[Data extracted from a collection]

^^^^^^^^

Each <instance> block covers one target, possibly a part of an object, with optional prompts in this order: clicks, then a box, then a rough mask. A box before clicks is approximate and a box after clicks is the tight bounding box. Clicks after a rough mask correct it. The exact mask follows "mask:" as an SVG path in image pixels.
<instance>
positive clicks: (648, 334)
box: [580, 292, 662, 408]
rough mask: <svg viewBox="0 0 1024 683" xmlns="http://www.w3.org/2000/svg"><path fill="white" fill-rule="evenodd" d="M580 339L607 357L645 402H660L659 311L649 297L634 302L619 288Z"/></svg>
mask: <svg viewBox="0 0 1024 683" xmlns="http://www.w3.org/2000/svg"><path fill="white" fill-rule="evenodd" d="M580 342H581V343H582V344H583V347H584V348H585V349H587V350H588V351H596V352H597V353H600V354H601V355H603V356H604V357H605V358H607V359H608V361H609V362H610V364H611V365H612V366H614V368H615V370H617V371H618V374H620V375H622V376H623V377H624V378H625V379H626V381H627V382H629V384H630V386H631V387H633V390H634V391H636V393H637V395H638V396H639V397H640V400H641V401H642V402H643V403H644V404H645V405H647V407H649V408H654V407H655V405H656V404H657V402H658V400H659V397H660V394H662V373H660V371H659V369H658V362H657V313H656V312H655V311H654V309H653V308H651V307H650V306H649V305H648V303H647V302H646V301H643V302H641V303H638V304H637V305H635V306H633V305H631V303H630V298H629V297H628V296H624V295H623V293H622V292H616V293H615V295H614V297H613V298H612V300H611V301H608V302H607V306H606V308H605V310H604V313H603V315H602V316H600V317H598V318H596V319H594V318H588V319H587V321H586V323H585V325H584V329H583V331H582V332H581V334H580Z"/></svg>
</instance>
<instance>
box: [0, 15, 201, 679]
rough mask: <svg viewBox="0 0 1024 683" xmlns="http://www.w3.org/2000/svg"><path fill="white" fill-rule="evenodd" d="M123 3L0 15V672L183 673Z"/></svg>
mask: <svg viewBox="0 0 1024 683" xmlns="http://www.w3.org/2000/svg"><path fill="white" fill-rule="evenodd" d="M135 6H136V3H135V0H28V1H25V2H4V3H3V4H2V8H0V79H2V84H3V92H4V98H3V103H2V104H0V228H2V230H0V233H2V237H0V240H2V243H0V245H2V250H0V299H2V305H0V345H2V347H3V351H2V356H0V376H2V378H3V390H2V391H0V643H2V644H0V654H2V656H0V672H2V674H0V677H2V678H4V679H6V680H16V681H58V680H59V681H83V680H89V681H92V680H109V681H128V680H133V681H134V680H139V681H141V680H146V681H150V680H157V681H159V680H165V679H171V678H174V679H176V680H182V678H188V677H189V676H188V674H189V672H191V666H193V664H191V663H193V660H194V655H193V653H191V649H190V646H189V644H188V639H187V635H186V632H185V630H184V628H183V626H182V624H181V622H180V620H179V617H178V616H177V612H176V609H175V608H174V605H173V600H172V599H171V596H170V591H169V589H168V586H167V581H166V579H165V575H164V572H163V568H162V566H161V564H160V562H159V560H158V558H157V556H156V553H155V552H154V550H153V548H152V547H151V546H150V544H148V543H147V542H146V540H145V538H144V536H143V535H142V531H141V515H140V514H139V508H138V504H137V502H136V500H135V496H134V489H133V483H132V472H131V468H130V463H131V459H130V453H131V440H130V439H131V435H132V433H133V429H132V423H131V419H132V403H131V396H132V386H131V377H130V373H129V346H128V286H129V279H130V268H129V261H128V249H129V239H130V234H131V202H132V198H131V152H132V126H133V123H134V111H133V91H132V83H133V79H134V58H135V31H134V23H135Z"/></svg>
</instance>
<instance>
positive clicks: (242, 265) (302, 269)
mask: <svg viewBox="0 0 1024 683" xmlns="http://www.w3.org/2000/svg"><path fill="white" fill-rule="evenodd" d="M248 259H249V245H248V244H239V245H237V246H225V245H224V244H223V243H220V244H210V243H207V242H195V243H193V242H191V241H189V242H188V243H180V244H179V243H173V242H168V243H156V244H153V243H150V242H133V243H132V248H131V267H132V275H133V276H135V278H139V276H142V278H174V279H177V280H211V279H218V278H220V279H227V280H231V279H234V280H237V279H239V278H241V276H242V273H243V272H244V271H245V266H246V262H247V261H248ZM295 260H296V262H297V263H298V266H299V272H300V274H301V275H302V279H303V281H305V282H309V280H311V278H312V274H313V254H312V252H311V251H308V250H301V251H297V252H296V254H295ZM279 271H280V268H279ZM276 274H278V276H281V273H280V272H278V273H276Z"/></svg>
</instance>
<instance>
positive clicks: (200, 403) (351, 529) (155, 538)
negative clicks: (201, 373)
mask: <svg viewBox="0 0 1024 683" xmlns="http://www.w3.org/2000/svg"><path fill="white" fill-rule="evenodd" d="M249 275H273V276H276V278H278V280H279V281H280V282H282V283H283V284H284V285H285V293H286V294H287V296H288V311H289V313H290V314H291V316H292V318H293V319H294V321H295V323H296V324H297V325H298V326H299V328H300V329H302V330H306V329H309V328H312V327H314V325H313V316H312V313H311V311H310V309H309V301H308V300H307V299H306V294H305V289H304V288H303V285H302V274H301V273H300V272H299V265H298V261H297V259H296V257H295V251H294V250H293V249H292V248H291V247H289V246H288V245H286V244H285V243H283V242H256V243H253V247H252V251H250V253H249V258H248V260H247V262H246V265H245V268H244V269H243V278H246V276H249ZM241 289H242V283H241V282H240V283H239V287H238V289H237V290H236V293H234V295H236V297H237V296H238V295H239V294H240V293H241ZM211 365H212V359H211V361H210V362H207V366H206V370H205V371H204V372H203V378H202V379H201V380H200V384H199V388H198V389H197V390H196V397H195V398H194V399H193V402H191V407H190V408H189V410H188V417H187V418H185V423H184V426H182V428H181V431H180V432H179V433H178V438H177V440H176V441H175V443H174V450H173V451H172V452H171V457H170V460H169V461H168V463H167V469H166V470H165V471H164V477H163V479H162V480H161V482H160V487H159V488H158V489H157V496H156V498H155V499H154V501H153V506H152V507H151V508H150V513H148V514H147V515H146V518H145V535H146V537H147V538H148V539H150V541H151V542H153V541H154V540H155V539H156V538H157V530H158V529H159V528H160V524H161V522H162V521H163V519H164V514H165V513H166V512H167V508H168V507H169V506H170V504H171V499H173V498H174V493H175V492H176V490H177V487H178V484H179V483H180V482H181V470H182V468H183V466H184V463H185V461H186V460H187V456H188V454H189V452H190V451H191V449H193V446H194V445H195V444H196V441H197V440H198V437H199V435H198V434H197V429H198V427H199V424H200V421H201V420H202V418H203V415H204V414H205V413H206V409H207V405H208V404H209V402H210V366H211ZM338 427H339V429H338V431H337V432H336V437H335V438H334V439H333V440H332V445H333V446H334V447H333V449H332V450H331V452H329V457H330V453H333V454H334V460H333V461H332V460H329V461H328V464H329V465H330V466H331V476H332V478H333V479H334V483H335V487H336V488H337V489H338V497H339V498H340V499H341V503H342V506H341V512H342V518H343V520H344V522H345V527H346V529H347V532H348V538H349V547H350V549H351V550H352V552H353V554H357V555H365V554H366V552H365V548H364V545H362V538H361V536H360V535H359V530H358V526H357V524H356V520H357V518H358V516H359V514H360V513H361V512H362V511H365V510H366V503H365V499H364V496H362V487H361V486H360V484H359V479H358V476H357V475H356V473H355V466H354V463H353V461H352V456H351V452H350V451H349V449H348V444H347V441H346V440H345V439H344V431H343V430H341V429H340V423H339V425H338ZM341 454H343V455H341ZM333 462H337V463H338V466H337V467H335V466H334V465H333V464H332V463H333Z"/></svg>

^^^^^^^^

__PROBLEM REQUIREMENTS__
Copying word for word, give each line of the data above from the first one through the line containing "box: [0, 15, 201, 679]", and nothing else.

__EXERCISE SOLUTION__
Each <instance> block covers one target, possibly a part of an object, with optional prompts in this order: clicks, then a box, then a rough mask. A box before clicks is approximate and a box after clicks is the tight bounding box. Clicks after a rough mask correct it. The exact mask follows "mask:" as an SVG path in image pixels.
<instance>
positive clicks: (648, 334)
box: [580, 292, 662, 408]
rough mask: <svg viewBox="0 0 1024 683" xmlns="http://www.w3.org/2000/svg"><path fill="white" fill-rule="evenodd" d="M580 339L607 357L645 402H660L659 311L649 297L634 302L619 288Z"/></svg>
mask: <svg viewBox="0 0 1024 683" xmlns="http://www.w3.org/2000/svg"><path fill="white" fill-rule="evenodd" d="M580 342H581V343H582V344H583V347H584V348H585V349H587V350H588V351H596V352H597V353H600V354H601V355H603V356H604V357H605V358H607V359H608V361H609V362H610V364H611V365H612V366H614V368H615V370H617V371H618V374H620V375H622V376H623V377H624V378H625V379H626V381H627V382H629V384H630V386H631V387H633V390H634V391H636V393H637V395H638V396H639V397H640V400H641V401H642V402H643V403H644V404H645V405H647V407H649V408H654V407H655V405H656V404H657V402H658V400H659V397H660V394H662V373H660V371H659V369H658V362H657V313H656V312H655V311H654V309H653V308H651V307H650V306H649V305H648V303H647V302H646V301H643V302H641V303H638V304H637V305H635V306H633V305H631V303H630V298H629V297H628V296H624V295H623V293H622V292H616V293H615V295H614V297H613V298H612V300H611V301H608V302H607V306H606V308H605V310H604V313H603V315H602V316H600V317H598V318H596V319H594V318H588V319H587V321H586V323H585V325H584V329H583V331H582V332H581V334H580Z"/></svg>
</instance>
<instance>
box: [0, 15, 201, 679]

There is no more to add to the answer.